» **Yapılacak Görevler**
#1 Tüketim toplumu konulu metne göre kazanmadan tüketmek hangi ülkelerin özelliklerindendir?
#2 Tüketim toplumu konulu metinde "Sizler de vakıf olmuşsunuzdur" sözleriyle başlayan paragrafı, ana bilgilerini koruyarak daha kısa biçimde yeniden yazınız.
#3 Tüketim toplumu konulu metni kaldığı yerden sürdürünüz.

» **Gösterilen Metin**

%%

Tamamen tüketici bir toplum olduk. Elbette kazanıp tüketen toplum olmak güzel bir şey… Ancak eskilerin deyimiyle sermayeden tüketmek akıl karı olmazsa gerek.
İşte kazanmadan tüketmek buna derler. Maalesef bu da, az gelişmiş ülkelerin özelliklerindendir.
Fakat asıl acınacak halimiz duygularımıza da tüketmeye başladığımız iddialarıdır.
Sizler de vakıf olmuşsunuzdur; dünyanın herhangi bir yerinde bir sel, deprem ya da yangın felaketi geçiren yerlerin insan ve manzara görüntülerini adeta bir sinema filmi seyreder gibi izliyoruz. Çoğumuz fazla bir şey hissetmiyoruz. Acaba seyrede seyrede mi bunlara alıştık yoksa hissizleşiyor muyuz?
Maalesef anlatılan manzaraların ülkemizin bir başka yerinde olması bile çoğu kere hissiyatımızı harekete geçirmeye yetmiyor.
Bize neler oluyor?
İnsani duygularımızı kaybettik desem doğru olmaz. Çünkü duygular yok olmamalı. Yoksa duygularımızı mı tükettik? Bu olabilir mi, bilemiyorum.
İnsanlara şöyle uzaktan bakın. Soğuk, suratı asık, kahkaha atarken bile bir anlık mekanik bir kahkaha ve hemen sonrası yine aynı asık ve düşünceli insan yüzleri göreceksiniz.
Birine soracak olursanız, cevap hemen hazır; “efendim, hayatın sıkıntıları ve zorlukları”

%%

» **Sağlanan Malzeme**
%%

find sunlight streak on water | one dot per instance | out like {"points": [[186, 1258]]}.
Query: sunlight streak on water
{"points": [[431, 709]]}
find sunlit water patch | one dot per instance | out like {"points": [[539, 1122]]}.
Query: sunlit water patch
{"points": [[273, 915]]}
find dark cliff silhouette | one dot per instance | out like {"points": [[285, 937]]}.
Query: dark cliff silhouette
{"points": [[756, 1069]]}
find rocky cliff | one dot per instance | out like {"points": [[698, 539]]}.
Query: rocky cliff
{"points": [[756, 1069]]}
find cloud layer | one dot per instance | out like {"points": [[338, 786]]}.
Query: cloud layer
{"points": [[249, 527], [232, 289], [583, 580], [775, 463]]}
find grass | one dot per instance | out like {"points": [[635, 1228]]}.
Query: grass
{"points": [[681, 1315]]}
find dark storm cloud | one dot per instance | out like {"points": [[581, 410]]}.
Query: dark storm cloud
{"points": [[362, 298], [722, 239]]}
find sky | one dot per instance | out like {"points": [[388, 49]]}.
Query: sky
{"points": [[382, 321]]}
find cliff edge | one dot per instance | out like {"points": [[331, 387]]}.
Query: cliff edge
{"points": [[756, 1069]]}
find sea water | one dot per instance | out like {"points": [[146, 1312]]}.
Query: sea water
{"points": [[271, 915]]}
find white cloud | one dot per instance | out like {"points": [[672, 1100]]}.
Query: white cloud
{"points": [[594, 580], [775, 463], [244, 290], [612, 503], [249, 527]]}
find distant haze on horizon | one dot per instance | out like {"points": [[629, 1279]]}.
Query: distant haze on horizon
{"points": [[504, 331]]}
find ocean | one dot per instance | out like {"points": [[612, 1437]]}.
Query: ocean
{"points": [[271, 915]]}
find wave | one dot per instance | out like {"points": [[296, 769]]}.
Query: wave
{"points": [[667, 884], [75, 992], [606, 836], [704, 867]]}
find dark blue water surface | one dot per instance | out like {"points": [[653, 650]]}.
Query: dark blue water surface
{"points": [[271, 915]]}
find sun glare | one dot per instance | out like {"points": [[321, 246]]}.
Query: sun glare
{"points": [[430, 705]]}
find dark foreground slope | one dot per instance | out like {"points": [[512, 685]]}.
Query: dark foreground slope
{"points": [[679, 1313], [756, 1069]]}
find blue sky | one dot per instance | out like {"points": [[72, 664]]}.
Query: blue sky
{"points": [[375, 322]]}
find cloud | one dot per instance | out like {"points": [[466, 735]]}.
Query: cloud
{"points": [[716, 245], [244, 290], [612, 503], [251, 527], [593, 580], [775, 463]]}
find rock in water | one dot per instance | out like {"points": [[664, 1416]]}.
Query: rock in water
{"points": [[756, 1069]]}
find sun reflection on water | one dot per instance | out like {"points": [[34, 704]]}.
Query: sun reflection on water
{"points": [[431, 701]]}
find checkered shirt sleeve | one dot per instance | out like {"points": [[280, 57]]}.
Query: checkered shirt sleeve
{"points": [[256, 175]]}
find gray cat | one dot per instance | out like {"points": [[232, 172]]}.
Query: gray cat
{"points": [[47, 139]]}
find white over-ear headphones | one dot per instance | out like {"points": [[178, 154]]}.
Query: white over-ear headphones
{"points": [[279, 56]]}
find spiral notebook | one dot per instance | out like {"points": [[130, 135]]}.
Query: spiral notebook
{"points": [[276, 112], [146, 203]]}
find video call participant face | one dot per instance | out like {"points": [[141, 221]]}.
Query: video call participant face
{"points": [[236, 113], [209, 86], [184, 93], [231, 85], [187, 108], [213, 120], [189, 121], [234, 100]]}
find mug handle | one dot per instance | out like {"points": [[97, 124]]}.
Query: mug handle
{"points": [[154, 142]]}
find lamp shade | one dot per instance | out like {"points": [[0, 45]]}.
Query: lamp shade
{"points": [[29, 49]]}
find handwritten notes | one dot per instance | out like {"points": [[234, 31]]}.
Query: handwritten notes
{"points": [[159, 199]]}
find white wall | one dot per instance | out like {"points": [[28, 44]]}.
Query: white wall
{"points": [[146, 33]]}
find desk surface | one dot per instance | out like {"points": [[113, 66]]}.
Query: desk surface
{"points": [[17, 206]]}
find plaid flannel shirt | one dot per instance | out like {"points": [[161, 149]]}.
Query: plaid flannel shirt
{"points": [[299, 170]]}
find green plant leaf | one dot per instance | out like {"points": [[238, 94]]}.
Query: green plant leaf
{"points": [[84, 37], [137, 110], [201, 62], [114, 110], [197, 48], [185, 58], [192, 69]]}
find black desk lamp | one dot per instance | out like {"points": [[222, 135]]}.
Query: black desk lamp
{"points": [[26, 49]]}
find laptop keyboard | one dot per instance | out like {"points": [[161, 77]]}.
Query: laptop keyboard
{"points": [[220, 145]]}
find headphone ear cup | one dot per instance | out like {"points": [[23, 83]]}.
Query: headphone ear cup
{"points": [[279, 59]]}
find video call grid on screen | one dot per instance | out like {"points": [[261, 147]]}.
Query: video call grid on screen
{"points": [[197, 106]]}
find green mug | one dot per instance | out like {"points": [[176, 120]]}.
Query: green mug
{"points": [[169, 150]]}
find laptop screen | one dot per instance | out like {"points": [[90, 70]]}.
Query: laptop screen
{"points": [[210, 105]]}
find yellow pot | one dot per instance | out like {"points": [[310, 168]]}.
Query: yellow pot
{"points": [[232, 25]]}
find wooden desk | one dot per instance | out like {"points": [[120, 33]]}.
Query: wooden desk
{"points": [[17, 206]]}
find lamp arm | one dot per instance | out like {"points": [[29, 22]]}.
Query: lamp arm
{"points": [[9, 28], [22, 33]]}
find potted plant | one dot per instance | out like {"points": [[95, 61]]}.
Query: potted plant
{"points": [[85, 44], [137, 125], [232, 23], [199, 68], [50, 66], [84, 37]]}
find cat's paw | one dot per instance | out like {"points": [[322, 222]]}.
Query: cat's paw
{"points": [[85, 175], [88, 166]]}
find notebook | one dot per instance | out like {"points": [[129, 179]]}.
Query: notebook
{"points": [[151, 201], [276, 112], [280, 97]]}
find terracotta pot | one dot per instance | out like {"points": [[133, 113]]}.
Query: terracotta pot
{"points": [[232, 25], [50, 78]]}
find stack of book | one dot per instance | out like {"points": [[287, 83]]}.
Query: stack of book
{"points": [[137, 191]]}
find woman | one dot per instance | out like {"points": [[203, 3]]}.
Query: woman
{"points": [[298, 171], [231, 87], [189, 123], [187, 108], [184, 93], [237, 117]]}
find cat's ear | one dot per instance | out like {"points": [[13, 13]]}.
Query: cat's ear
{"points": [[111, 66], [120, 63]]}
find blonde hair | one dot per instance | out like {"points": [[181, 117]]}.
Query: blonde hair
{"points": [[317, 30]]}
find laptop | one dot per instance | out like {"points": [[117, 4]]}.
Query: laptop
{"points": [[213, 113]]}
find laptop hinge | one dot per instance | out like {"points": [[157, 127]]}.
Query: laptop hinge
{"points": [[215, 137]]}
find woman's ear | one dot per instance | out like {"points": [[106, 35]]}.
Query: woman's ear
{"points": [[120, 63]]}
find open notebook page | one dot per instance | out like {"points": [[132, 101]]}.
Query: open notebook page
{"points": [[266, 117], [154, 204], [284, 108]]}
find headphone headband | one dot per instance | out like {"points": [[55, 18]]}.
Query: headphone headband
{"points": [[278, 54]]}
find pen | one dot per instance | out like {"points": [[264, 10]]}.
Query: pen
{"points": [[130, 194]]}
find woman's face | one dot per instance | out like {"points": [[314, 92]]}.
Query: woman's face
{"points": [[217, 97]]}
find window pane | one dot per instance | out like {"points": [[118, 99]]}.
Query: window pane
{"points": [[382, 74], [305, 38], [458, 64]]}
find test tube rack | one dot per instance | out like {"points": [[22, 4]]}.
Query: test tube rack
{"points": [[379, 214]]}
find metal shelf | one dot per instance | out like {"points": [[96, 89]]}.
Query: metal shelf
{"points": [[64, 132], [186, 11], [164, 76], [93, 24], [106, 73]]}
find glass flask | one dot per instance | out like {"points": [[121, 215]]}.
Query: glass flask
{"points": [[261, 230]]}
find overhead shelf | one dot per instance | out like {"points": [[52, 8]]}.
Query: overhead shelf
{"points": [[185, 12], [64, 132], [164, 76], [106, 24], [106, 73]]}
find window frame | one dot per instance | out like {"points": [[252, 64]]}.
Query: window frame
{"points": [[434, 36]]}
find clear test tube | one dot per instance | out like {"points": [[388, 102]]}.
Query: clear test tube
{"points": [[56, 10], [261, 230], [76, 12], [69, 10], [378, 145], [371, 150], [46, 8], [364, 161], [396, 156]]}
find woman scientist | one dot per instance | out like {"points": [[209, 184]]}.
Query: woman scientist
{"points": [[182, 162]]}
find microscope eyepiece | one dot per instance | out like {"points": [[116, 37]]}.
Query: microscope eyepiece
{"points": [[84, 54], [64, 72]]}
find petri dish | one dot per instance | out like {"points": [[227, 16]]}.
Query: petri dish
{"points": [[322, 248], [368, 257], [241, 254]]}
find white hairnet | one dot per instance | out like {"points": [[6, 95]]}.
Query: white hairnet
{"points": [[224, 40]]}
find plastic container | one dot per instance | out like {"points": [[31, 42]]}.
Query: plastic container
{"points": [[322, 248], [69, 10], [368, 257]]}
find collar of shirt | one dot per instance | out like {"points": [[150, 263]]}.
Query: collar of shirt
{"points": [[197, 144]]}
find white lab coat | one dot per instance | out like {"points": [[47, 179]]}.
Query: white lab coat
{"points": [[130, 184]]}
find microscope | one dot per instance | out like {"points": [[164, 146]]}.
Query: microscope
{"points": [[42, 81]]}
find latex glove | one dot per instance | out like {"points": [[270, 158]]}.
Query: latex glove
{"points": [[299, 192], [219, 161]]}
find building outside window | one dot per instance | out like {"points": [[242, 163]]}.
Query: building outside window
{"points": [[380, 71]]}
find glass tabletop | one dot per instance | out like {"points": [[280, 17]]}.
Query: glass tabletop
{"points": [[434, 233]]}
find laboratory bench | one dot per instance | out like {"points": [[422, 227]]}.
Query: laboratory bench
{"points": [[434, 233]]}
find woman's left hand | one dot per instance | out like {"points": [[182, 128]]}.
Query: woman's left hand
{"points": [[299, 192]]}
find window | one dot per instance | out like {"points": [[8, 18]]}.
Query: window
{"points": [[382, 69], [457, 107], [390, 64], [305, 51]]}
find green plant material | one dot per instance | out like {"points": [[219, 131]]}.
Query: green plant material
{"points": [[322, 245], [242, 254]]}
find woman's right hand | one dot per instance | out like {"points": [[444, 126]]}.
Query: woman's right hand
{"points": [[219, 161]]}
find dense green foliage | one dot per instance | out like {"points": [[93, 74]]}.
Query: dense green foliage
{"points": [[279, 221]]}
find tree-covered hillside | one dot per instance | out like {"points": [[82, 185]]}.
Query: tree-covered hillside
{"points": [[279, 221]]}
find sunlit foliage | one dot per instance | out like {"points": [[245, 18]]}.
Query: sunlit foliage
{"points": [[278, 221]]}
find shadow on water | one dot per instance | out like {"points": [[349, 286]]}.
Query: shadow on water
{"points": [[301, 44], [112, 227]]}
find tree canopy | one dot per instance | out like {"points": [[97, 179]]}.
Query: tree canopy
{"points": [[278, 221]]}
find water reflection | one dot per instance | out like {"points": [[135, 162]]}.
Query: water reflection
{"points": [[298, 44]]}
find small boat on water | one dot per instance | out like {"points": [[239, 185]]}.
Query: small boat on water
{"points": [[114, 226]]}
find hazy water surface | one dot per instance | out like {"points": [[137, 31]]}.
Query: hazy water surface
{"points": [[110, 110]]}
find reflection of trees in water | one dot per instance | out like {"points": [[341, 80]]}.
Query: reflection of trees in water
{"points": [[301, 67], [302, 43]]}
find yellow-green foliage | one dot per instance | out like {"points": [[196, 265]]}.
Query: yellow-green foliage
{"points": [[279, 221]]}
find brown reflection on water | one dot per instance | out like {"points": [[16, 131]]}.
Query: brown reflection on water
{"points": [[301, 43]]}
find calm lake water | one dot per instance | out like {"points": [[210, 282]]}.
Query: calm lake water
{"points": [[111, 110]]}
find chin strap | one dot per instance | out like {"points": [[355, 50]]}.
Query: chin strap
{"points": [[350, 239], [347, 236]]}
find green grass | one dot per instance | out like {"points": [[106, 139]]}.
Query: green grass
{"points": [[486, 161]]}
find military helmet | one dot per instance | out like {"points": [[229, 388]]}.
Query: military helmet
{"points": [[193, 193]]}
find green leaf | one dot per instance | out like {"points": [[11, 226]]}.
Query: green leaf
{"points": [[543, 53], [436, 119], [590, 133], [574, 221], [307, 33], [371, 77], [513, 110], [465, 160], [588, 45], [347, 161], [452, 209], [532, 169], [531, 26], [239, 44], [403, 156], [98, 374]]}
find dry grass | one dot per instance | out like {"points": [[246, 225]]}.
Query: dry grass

%%

» **Görevlere Göre Yanıtlar**
#1 Az gelişmiş ülkelerin özelliklerindendir.

#2 Dünyanın herhangi bir yerinde sel, deprem ya da yangın felaketi geçiren yerlerin görüntülerini bir sinema filmi izler gibi seyrediyoruz ve çoğumuz pek bir şey hissetmiyoruz. Bunlara seyrede seyrede mi alıştığımız, yoksa hissizleşip hissizleşmediğimiz sorgulanıyor.

#3
Peki, hadise bu kadar mı basit?
Şimdi burada ukalalık edip sebeplerini saymayacağım. Biraz düşünülse, okuyucuların bunları benden iyi bildiklerine inanıyorum.
Ben yıllar öncesini hatırlıyorum. Sinemada film izlediğinde o andaki sahneden etkilenip hüngür hüngür ağlayan yetişkin erkekler ve bayanlar olurdu. İzlediklerinin sadece bir film olduğunu bile bile…
Ya şimdi?
Lübnan’da, Filistin’de, Irak’ta, öte yandan açlıktan bir deri bir kemik kalmış ya da açlıktan insanların öldüğü ülke manzaralarını izlerken neler hissediyoruz?
Bütün bunları televizyonlarda izlerken mesela; önümüzde duran çekirdek, çay ve meyveler yine de boğazımızdan geçiyor mu?
Bu gerçek hayat manzaraları karşısında; hiç içimiz acıdı mı? Bir tamla gözyaşı dökebildik mi?
Bir damla gözyaşı…
Gerisi yalan...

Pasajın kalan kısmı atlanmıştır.